Please restate every line below exactly, without any pictures.

The records:
------------------------------------------------------------
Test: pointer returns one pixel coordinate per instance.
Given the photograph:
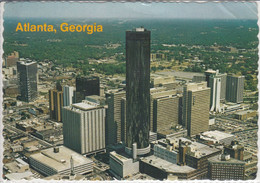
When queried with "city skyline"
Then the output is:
(209, 10)
(153, 99)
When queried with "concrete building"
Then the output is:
(235, 150)
(68, 95)
(113, 125)
(166, 153)
(196, 100)
(223, 79)
(235, 88)
(161, 169)
(57, 161)
(217, 137)
(244, 115)
(84, 127)
(138, 89)
(27, 78)
(12, 59)
(215, 85)
(168, 82)
(165, 110)
(222, 167)
(86, 86)
(56, 104)
(122, 166)
(198, 79)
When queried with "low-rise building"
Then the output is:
(57, 160)
(222, 167)
(122, 166)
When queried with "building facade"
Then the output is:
(27, 78)
(56, 160)
(235, 88)
(56, 104)
(84, 127)
(215, 85)
(114, 123)
(68, 95)
(196, 100)
(138, 88)
(86, 86)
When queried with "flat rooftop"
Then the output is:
(218, 135)
(179, 74)
(244, 112)
(199, 149)
(84, 105)
(61, 160)
(166, 165)
(216, 159)
(118, 156)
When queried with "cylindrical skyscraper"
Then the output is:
(138, 89)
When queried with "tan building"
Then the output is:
(164, 109)
(12, 59)
(113, 126)
(56, 103)
(244, 115)
(84, 127)
(196, 100)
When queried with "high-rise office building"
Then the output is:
(196, 100)
(235, 88)
(56, 104)
(138, 89)
(113, 125)
(215, 86)
(84, 127)
(27, 78)
(86, 86)
(68, 95)
(223, 80)
(164, 110)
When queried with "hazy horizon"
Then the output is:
(128, 10)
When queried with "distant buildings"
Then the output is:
(27, 79)
(179, 157)
(223, 87)
(235, 88)
(68, 95)
(56, 104)
(196, 99)
(86, 86)
(56, 160)
(84, 127)
(138, 89)
(222, 167)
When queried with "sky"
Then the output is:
(210, 10)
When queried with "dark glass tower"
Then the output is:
(27, 78)
(137, 87)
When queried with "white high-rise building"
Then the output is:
(84, 127)
(67, 95)
(215, 85)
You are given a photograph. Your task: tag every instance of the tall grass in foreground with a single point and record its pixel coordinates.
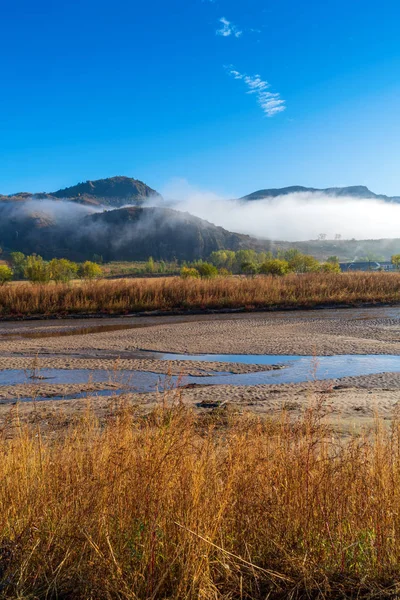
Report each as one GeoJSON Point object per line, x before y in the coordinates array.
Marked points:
{"type": "Point", "coordinates": [126, 296]}
{"type": "Point", "coordinates": [172, 507]}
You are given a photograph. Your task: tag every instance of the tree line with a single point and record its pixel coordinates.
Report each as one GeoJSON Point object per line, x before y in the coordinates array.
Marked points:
{"type": "Point", "coordinates": [35, 269]}
{"type": "Point", "coordinates": [250, 262]}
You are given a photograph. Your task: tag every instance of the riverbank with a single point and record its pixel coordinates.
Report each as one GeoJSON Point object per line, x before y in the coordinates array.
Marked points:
{"type": "Point", "coordinates": [175, 295]}
{"type": "Point", "coordinates": [167, 502]}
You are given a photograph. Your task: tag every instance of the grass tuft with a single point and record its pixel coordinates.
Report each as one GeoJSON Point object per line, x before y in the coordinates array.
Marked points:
{"type": "Point", "coordinates": [170, 506]}
{"type": "Point", "coordinates": [175, 294]}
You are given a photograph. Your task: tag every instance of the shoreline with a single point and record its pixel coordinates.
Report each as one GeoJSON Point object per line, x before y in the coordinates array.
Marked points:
{"type": "Point", "coordinates": [199, 312]}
------------------------------------------------------------
Response area:
Test: pointer returns one pixel coordinate per instance.
Given the photograph:
When queried with "city skyline"
Then the output is:
(209, 10)
(153, 99)
When queried with "concrete building"
Then the output is:
(235, 150)
(68, 95)
(113, 125)
(166, 153)
(196, 100)
(223, 79)
(235, 88)
(161, 169)
(57, 161)
(217, 137)
(244, 115)
(84, 127)
(138, 89)
(27, 78)
(12, 59)
(215, 85)
(168, 82)
(165, 110)
(222, 167)
(86, 86)
(56, 104)
(122, 166)
(198, 79)
When queried with "low-rise building"
Then the output is:
(57, 160)
(222, 167)
(122, 166)
When queried with "building facade"
Then the output is:
(27, 78)
(56, 160)
(235, 88)
(56, 104)
(84, 127)
(215, 85)
(114, 123)
(68, 95)
(196, 100)
(138, 88)
(86, 86)
When queried with "flat rooftop"
Then the output is:
(218, 135)
(179, 74)
(244, 112)
(199, 149)
(84, 105)
(61, 160)
(166, 165)
(216, 159)
(118, 156)
When queried with "cylindrical skyscraper"
Then the output is:
(138, 89)
When queried with "tan building"
Then the output is:
(164, 109)
(12, 59)
(113, 126)
(56, 103)
(244, 115)
(84, 127)
(196, 100)
When queried with "high-rise office building"
Then the output is:
(196, 100)
(235, 88)
(56, 104)
(138, 89)
(113, 125)
(215, 86)
(84, 127)
(27, 78)
(86, 86)
(68, 95)
(223, 80)
(164, 110)
When queried with "hazy horizon"
Then the output is:
(128, 10)
When queried with "distant buildings"
Then the output is:
(27, 79)
(179, 157)
(223, 87)
(235, 88)
(68, 95)
(56, 104)
(196, 99)
(86, 86)
(56, 160)
(84, 127)
(138, 89)
(222, 167)
When queried with "sky"
Then the output is:
(210, 10)
When queried with "dark glass tower"
Then the output is:
(27, 78)
(137, 87)
When queried with "white high-rise building"
Then the output is:
(84, 127)
(67, 95)
(215, 85)
You are given a photograph. Your task: tag every instance of the tall grass in foreground with a single point and record its pixel coordinates.
Report each as one GeoJSON Point object per line, x before y in the coordinates array.
Marked points:
{"type": "Point", "coordinates": [126, 296]}
{"type": "Point", "coordinates": [172, 507]}
You are given a photograph. Your task: tag every instance of the tree line with a single point and record its pixel coordinates.
Report each as one GeoJSON Point object per line, x before y in the coordinates array.
Marked points:
{"type": "Point", "coordinates": [35, 269]}
{"type": "Point", "coordinates": [250, 262]}
You are given a photograph. Your task: tag every instance of the riverbank with a single point and record its pixel coordinates.
Report each as one GeoJSON Point object per line, x before y in the coordinates array.
Marked points:
{"type": "Point", "coordinates": [175, 295]}
{"type": "Point", "coordinates": [167, 502]}
You are given a photograph. Your task: tag every instance of the grass tuft with a single point and record its pixel coordinates.
Report each as one GeoJSON Point object per line, x before y in the coordinates array.
Marked points:
{"type": "Point", "coordinates": [170, 506]}
{"type": "Point", "coordinates": [175, 294]}
You are given a photograph. Your task: tag every instance of the shoreline with a single point and record its pixel coordinates.
Report each as one GeoJSON Point object per line, x before y in the coordinates array.
Marked points:
{"type": "Point", "coordinates": [199, 312]}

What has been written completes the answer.